Exercise requirements: Rewrite all of the material below as a numbered list, one item per line, skipping any blank lines. Leave the pictures out of your answer.
## start
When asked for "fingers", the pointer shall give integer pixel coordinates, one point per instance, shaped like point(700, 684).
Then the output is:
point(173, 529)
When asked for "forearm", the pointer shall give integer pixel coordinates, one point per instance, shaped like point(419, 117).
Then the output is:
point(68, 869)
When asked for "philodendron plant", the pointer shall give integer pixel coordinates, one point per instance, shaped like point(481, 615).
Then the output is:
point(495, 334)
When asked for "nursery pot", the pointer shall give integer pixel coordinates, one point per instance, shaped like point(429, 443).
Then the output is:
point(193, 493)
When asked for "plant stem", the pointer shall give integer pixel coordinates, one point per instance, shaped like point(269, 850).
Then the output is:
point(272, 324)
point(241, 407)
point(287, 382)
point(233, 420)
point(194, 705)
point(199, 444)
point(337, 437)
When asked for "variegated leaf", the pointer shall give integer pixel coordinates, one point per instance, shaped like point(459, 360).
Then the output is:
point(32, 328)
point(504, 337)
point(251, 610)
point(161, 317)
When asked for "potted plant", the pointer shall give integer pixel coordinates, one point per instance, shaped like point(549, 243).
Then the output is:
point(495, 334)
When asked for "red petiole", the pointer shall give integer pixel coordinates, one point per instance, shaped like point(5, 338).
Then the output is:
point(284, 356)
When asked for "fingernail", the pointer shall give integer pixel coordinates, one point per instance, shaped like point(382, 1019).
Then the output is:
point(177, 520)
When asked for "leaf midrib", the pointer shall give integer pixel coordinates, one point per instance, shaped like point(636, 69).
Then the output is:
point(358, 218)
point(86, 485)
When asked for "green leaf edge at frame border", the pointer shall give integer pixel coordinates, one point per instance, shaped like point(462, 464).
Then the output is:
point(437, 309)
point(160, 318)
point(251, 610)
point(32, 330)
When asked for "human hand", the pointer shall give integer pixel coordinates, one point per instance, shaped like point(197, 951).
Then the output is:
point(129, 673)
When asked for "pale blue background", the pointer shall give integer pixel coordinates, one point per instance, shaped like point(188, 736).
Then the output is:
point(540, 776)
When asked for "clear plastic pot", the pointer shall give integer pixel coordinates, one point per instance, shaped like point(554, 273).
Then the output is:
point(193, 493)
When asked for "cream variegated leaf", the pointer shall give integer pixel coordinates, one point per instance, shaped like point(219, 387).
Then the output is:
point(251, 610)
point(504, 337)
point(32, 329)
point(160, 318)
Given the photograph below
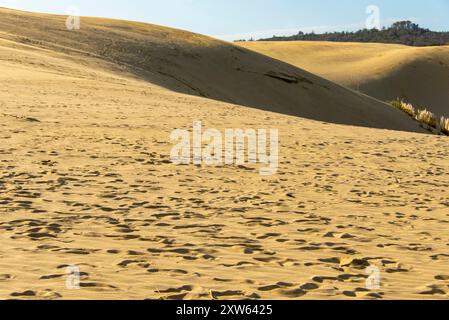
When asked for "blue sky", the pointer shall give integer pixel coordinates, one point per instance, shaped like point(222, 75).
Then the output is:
point(235, 19)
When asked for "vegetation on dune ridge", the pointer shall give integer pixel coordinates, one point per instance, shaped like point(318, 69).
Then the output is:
point(402, 32)
point(426, 118)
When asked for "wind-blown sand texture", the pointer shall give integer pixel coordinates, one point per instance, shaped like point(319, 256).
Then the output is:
point(86, 180)
point(419, 75)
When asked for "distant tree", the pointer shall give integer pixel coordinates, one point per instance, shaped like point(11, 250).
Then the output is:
point(401, 32)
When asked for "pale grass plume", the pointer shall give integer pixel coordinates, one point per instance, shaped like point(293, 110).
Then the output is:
point(427, 117)
point(405, 107)
point(408, 108)
point(444, 125)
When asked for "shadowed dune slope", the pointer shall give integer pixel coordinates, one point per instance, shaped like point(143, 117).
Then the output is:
point(198, 65)
point(383, 71)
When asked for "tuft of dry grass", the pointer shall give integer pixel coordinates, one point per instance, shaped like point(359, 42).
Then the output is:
point(405, 107)
point(444, 125)
point(427, 117)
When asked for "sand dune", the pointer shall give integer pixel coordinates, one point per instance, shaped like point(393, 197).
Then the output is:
point(194, 64)
point(383, 71)
point(86, 181)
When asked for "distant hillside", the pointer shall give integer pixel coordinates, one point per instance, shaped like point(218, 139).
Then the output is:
point(402, 32)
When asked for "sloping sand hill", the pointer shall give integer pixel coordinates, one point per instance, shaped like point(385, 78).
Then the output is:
point(86, 181)
point(198, 65)
point(383, 71)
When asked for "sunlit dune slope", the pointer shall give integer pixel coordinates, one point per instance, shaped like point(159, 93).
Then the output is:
point(383, 71)
point(198, 65)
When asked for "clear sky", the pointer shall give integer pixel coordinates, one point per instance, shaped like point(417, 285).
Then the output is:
point(235, 19)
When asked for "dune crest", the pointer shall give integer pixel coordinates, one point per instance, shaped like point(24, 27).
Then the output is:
point(198, 65)
point(382, 71)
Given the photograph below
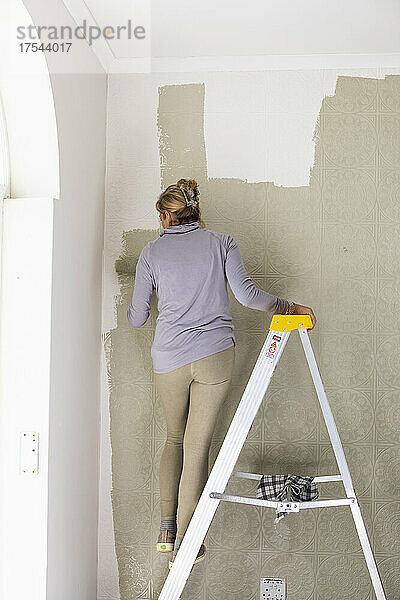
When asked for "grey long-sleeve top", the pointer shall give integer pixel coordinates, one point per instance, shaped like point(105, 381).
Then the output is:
point(189, 267)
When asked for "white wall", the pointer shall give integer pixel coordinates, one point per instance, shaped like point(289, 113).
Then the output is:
point(70, 437)
point(74, 431)
point(258, 127)
point(28, 105)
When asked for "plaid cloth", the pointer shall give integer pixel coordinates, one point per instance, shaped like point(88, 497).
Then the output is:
point(276, 487)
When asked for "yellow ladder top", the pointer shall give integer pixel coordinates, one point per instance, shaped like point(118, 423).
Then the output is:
point(290, 322)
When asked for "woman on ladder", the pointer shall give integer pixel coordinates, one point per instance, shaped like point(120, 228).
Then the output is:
point(193, 351)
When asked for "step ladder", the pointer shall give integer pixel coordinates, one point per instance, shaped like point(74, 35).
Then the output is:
point(213, 491)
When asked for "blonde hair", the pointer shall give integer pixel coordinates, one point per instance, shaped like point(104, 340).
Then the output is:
point(174, 199)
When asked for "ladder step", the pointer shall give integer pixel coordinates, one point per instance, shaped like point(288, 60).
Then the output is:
point(274, 503)
point(318, 479)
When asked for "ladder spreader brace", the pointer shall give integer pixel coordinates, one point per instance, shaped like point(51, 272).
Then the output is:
point(222, 470)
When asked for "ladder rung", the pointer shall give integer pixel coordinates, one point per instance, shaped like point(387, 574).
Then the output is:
point(257, 476)
point(273, 503)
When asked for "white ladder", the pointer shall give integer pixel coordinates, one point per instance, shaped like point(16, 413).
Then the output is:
point(213, 491)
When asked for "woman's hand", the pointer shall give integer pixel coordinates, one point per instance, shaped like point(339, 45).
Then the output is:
point(299, 309)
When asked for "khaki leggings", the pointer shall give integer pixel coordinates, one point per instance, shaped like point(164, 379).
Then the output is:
point(191, 397)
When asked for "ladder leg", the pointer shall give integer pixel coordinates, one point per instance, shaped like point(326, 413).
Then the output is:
## end
Answer to this exercise:
1. When asked for "fingers", the pointer shall give integer pixel coordinates, one point per instance, shaped like point(700, 684).
2. Then the output is:
3. point(173, 529)
4. When asked for "forearm", the pointer shall give integer pixel coordinates, one point per instance, shaped like point(419, 117).
5. Then the output is:
6. point(68, 869)
7. When asked for "philodendron plant", the pointer shall give integer pixel coordinates, one point per instance, shaped like point(481, 615).
8. Then the output is:
9. point(495, 334)
10. When asked for "nursery pot", the pointer shall give integer pixel coordinates, one point per instance, shaped like point(429, 443).
11. Then the output is:
12. point(193, 493)
13. When asked for "plant stem", the pointer shall give integer pixel coordinates, one point per instance, shaped like point(269, 850).
14. Then the output is:
15. point(272, 324)
16. point(241, 407)
17. point(287, 382)
18. point(233, 420)
19. point(194, 705)
20. point(199, 444)
21. point(337, 437)
22. When asked for "variegated leaf", the pointer shall give integer pixel coordinates, one point per instance, shaped like point(459, 360).
23. Then the output is:
24. point(32, 328)
25. point(504, 337)
26. point(251, 610)
27. point(161, 317)
28. When asked for "potted plant", the pointer shall give integer pixel coordinates, one point per instance, shaped like point(549, 243).
29. Then the output is:
30. point(495, 334)
31. When asked for "red petiole", the pointer shall give integer pixel coordinates, one point per instance, shaped like point(5, 338).
32. Then the output is:
33. point(284, 356)
34. When asked for "fingernail", the pointer shall give integer pixel coordinates, one point per instance, shaped like point(382, 1019).
35. Then the output is:
36. point(177, 520)
37. When asked for "leaf midrib", the pointer shall give integer pixel coordinates, one point per instance, shaped like point(636, 69).
38. Then the output is:
39. point(358, 218)
40. point(86, 485)
41. When asked for "green leaf edge at frame border", the pointer shall give integer pixel coordinates, one point per instance, shaped like point(462, 464).
42. Then the output is:
43. point(437, 309)
44. point(160, 318)
45. point(251, 610)
46. point(32, 330)
47. When asked for "human hand", the pointer shall give integer pixel coordinates, one point per instance, shaped like point(197, 951).
48. Then the output is:
49. point(129, 673)
50. When asked for "pale blue background", the pointer shall give integer pixel coordinates, one point per instance, shaped like point(188, 736).
51. Then the output is:
52. point(540, 776)
53. When asked for "clear plastic pot", the pointer shall give integer pixel coordinates, one point per instance, shaped like point(554, 273).
54. Then the output is:
55. point(193, 493)
56. When asked for "cream variegated leaf", the pointer shall give integer pixel coordinates, one point per instance, shaped like point(219, 387).
57. Then the output is:
58. point(251, 610)
59. point(504, 337)
60. point(32, 329)
61. point(160, 318)
62. Given the photograph below
63. When asked for "blue sky", the pointer shall give integer pixel coordinates, one point per instance, shaped like point(222, 75).
64. Then the output is:
65. point(235, 19)
66. When asked for "vegetation on dune ridge", the pointer shall give integer pixel coordinates, one point per instance, shaped like point(318, 69).
67. Then the output is:
68. point(402, 32)
69. point(426, 118)
70. When asked for "wind-blown sand texture", the pointer shall give integer pixel coordinates, one point per instance, shaped like point(319, 256).
71. Then the output is:
72. point(86, 180)
73. point(419, 75)
74. When asked for "distant tree", the pointer shall give integer pixel coordinates, one point per instance, shaped like point(11, 250).
75. Then the output is:
76. point(401, 32)
77. When asked for "pale grass plume", the pointer shall give integer pixel coordinates, one point per instance, shaped like point(293, 110).
78. Then the output is:
79. point(427, 117)
80. point(405, 107)
81. point(408, 108)
82. point(444, 125)
83. When asked for "shadowed dune slope", the pointer shall give integer pixel coordinates, one point per instance, shaped like point(143, 117).
84. Then the output is:
85. point(198, 65)
86. point(383, 71)
87. When asked for "tuft of dry grass", the pointer shall give integer pixel coordinates, one point per instance, shaped like point(359, 42).
88. Then the output is:
89. point(405, 107)
90. point(444, 125)
91. point(427, 117)
92. When asked for "sand dune", the pointer shall give integer pixel coordinates, one point per instance, shaped like point(393, 197).
93. Then the output is:
94. point(194, 64)
95. point(383, 71)
96. point(86, 181)
97. When asked for "distant hillside", the pointer shall give integer pixel coordinates, one point per instance, shaped like point(218, 139).
98. Then the output is:
99. point(402, 32)
100. When asked for "sloping sand hill", the pointer shall give integer pixel coordinates, one point per instance, shaped like point(385, 78).
101. Then the output is:
102. point(86, 181)
103. point(198, 65)
104. point(383, 71)
105. When asked for "sunlit dune slope", the pointer shall give integer pixel coordinates, one point per instance, shaped like point(159, 93).
106. Then the output is:
107. point(383, 71)
108. point(198, 65)
109. When asked for "clear sky", the pointer shall give integer pixel coordinates, one point per instance, shaped like point(417, 285).
110. Then the output is:
111. point(235, 19)
112. When asked for "dune crest", the pointer shall give integer pixel coordinates, one point per instance, shaped like point(24, 27).
113. Then the output is:
114. point(198, 65)
115. point(382, 71)
116. Given the photograph below
117. When asked for "grey long-sleeve top", the pointer shall give integer pixel coordinates, one point per instance, shaped like point(105, 381).
118. Then the output is:
119. point(189, 267)
120. When asked for "white wall", the pointer shall give integer pixel coordinates, one point per instance, shaped like point(289, 113).
121. Then the output is:
122. point(70, 437)
123. point(74, 431)
124. point(258, 127)
125. point(28, 105)
126. When asked for "plaid cloth", the pointer shall give integer pixel coordinates, one point per instance, shaped like point(88, 497).
127. Then the output is:
128. point(276, 487)
129. When asked for "yellow ladder top", the pointer shall give integer pixel coordinates, one point per instance, shaped like point(118, 423).
130. Then the output is:
131. point(290, 322)
132. When asked for "woman on ladder", the pointer shall give integer pixel coordinates, one point per instance, shaped like point(120, 228).
133. Then the output is:
134. point(193, 351)
135. When asked for "step ladder", the pointer shall give integer pixel coordinates, one point per instance, shaped like point(74, 35).
136. Then the output is:
137. point(213, 491)
138. When asked for "blonde hair", the pointer shall give integer pixel coordinates, one point per instance, shaped like point(104, 340).
139. Then the output is:
140. point(174, 199)
141. When asked for "ladder step", the pointer shall give integer pixel coordinates, one point per instance, shaped like point(288, 60).
142. Then the output is:
143. point(274, 503)
144. point(318, 479)
145. When asked for "ladder spreader brace", the pointer shall give integer pixel coordinates, one point per instance, shaped like point(51, 272).
146. Then the output is:
147. point(222, 470)
148. When asked for "ladder rung", the pointer shall give integer pixel coordinates, one point per instance, shaped like point(387, 574).
149. Then the output is:
150. point(257, 476)
151. point(273, 503)
152. When asked for "white ladder", the pointer shall give integer pixel coordinates, one point per instance, shaped like point(16, 413).
153. Then the output is:
154. point(213, 491)
155. When asked for "woman's hand", the pointer shall give integer pixel coordinates, one point per instance, shaped like point(339, 45).
156. Then the output is:
157. point(299, 309)
158. When asked for "khaki leggings", the pointer shall give integer pixel coordinates, one point per instance, shaped like point(164, 379).
159. Then the output is:
160. point(191, 397)
161. When asked for "ladder leg", the pointer shall give integer pixel coordinates, one point per instance, shaped like point(326, 413).
162. Then the output is:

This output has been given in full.